┌─ Records shown
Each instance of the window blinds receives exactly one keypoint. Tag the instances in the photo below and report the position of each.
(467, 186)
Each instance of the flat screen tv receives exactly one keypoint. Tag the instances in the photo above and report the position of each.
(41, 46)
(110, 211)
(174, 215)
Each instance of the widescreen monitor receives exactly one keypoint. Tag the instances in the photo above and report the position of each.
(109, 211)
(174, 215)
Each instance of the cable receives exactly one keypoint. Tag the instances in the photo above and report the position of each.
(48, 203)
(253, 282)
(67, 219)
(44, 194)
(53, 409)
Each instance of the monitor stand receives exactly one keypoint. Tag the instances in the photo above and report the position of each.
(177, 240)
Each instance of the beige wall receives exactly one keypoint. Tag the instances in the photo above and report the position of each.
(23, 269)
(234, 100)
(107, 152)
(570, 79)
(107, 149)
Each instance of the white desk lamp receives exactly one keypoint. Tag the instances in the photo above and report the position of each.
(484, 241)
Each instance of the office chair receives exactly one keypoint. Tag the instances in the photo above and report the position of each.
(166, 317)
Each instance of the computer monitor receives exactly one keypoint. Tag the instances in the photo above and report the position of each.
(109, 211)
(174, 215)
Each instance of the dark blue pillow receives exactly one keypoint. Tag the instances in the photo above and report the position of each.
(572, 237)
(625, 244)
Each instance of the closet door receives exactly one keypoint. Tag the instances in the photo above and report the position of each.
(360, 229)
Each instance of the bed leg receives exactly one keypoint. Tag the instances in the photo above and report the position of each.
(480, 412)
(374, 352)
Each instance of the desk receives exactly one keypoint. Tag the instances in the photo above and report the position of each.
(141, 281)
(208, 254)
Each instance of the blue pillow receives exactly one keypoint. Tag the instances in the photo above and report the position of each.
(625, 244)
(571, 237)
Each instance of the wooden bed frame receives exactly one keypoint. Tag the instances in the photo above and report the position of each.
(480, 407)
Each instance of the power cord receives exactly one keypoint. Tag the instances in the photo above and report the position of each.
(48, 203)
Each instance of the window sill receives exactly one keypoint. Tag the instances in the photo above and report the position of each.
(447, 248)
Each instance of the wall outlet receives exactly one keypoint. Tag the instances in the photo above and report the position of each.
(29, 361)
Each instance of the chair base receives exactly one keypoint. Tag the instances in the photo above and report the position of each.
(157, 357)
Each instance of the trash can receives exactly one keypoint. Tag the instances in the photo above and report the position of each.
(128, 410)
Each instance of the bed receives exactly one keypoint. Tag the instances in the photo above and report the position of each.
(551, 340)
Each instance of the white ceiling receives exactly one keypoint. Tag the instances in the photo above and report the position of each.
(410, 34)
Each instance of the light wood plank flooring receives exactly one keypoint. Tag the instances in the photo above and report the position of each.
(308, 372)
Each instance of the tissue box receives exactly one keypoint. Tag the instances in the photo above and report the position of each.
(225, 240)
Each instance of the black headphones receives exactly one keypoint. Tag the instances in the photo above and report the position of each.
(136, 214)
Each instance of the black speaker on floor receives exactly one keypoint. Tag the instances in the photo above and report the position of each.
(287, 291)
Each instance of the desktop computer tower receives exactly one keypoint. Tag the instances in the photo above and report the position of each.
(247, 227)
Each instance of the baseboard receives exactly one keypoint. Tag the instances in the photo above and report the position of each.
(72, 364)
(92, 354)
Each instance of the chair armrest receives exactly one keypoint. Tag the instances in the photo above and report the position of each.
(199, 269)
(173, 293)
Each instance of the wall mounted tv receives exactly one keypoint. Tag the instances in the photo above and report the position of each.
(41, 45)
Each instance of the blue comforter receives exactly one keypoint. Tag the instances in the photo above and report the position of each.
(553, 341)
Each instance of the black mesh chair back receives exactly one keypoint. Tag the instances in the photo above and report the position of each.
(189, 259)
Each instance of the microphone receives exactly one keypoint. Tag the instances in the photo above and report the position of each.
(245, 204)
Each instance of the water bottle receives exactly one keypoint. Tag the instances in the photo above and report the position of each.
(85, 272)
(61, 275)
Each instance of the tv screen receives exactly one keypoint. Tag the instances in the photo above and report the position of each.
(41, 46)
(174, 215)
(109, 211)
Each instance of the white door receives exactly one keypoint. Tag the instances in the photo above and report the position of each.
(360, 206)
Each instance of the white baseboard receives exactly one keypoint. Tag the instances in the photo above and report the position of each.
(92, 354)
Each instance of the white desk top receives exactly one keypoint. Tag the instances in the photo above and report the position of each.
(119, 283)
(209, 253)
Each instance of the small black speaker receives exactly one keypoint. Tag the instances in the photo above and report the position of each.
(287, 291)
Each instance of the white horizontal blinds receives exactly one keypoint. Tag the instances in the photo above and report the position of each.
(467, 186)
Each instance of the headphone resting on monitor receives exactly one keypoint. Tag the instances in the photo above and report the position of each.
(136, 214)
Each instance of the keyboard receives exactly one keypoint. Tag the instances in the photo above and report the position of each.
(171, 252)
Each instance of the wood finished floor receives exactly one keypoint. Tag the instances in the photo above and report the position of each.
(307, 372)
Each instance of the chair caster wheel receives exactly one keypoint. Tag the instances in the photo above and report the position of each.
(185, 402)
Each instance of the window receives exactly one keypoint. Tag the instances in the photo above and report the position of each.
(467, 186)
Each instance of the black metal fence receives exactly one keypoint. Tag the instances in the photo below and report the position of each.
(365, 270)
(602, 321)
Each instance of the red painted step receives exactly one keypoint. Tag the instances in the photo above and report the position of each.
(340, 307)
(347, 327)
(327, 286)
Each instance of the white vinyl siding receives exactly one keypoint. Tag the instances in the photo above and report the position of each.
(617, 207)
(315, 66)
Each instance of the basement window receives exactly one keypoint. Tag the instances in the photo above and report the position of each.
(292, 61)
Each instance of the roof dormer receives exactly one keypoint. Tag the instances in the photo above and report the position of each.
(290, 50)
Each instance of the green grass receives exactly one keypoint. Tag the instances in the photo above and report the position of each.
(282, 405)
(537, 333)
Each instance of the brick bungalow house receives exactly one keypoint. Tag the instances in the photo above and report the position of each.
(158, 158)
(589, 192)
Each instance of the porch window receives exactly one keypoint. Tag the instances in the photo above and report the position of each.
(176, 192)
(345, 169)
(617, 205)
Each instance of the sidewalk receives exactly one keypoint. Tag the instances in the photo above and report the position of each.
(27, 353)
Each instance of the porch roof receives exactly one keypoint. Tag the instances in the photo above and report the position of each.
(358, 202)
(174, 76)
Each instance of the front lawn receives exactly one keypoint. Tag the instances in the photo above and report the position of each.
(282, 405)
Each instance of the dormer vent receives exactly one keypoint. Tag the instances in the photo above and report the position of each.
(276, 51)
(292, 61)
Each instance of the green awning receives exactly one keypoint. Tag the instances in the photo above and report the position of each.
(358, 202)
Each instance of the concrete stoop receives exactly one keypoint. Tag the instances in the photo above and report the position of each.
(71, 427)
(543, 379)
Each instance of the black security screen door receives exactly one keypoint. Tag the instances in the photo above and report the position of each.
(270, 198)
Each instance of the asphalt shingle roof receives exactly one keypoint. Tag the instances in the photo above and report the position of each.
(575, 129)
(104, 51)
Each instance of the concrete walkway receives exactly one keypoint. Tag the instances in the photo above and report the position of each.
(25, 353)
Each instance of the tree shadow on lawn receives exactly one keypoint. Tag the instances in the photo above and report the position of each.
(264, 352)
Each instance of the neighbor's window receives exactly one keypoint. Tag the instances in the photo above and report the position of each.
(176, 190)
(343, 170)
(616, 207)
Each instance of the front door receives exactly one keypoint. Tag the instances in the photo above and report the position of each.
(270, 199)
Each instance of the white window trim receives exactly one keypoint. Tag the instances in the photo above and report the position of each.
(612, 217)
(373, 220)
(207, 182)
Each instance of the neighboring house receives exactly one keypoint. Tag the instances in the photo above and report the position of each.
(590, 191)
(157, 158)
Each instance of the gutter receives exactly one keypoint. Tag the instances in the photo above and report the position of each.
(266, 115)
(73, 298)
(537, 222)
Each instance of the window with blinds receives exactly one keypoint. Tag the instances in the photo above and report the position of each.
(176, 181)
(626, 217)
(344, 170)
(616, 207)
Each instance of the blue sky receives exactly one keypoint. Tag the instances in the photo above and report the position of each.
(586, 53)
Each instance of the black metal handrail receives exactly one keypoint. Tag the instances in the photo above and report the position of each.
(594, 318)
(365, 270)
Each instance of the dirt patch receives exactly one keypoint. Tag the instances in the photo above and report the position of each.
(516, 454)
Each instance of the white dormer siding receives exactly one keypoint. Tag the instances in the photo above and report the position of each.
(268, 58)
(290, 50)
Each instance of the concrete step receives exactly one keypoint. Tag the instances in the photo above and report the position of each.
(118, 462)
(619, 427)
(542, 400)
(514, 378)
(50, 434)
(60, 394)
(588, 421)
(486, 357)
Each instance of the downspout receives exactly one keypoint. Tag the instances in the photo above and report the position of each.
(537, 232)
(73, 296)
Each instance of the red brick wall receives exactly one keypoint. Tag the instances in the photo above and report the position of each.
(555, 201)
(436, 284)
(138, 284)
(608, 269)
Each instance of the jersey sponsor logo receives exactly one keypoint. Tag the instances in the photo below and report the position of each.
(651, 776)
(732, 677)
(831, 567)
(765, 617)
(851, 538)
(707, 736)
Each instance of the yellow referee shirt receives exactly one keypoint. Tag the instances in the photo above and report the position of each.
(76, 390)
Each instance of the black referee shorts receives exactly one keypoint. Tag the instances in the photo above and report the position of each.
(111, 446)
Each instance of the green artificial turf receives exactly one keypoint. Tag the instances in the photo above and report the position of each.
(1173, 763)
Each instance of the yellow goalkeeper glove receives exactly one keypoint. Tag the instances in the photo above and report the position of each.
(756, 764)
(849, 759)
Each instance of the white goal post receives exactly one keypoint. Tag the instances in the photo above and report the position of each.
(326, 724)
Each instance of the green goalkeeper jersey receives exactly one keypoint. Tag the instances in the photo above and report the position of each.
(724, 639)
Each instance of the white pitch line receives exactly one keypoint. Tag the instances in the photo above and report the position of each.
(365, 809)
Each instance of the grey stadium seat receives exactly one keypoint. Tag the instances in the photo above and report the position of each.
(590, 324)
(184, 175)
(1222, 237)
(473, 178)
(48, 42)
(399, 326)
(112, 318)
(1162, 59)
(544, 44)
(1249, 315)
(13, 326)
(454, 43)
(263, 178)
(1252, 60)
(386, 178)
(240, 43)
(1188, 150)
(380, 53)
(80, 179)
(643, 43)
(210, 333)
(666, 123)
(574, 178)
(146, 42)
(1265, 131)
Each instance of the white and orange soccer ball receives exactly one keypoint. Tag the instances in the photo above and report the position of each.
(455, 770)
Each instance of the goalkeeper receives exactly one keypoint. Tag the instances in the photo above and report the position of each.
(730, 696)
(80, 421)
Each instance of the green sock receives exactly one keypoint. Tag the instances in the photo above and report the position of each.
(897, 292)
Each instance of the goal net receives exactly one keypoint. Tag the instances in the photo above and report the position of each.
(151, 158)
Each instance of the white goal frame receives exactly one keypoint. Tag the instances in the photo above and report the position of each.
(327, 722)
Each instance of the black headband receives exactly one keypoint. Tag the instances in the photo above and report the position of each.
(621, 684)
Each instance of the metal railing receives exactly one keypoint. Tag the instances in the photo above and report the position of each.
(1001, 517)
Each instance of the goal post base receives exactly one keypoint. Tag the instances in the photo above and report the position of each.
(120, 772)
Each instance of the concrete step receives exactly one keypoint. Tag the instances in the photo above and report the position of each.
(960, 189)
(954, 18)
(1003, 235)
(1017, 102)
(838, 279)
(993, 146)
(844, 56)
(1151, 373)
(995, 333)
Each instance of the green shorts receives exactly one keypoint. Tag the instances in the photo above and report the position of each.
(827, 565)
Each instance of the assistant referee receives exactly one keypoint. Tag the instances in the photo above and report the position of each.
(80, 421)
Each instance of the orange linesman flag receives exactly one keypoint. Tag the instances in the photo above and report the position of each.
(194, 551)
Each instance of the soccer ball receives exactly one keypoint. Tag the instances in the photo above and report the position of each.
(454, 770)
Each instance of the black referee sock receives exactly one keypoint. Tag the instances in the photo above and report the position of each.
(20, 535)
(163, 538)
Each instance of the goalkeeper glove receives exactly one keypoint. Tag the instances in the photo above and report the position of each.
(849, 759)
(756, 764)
└─
▶ [Action item]: The lines to output run from the one containing "Each instance of the soccer" to the last line of the entries; give them back exactly.

▶ [Exercise output]:
Each instance of the soccer ball receives exactly one keypoint. Tag the instances in the photo above and report the position of each.
(454, 770)
Each instance of the black referee sock receives exactly one keypoint. Tag the instances in the photo above and report the position of each.
(20, 535)
(163, 538)
Each instance of the goalkeeper glove receives exactly one keypoint. Tag the instances in the photo above and report the position of each.
(849, 759)
(756, 764)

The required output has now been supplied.